- _AIM OF THE TASK_
Count the lines in the items below that contain the string "cylindrical". Reply with the count only.

- _DATA RECORDS_
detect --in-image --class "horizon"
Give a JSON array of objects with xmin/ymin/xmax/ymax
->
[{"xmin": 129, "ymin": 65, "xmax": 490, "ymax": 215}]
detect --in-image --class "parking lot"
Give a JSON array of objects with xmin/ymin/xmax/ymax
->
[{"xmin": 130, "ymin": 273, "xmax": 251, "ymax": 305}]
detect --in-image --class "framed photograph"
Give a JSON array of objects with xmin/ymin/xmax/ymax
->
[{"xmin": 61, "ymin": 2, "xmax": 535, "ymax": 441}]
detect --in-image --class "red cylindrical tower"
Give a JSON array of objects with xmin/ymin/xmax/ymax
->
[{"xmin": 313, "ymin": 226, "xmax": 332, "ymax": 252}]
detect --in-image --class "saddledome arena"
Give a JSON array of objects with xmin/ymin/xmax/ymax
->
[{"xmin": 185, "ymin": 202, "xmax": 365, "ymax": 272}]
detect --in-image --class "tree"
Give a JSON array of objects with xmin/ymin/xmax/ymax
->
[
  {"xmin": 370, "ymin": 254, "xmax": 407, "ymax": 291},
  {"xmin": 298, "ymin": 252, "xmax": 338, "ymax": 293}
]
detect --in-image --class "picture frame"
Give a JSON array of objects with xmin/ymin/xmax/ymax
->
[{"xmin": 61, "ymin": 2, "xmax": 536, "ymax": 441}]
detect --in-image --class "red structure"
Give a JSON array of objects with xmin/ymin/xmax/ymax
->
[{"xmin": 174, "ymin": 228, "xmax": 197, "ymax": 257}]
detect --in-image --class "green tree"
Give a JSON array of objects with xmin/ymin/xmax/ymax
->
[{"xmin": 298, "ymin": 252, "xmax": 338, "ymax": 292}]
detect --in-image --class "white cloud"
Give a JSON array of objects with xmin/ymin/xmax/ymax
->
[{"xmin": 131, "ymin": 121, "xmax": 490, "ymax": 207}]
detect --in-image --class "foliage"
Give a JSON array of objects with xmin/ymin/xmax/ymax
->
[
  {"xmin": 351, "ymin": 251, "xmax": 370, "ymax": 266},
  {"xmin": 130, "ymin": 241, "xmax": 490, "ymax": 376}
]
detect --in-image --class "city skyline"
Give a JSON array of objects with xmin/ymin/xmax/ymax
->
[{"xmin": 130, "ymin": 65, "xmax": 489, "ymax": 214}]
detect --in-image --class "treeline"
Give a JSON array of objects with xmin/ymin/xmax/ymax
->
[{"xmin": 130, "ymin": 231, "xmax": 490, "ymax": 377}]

- _OUTPUT OF THE EXERCISE_
1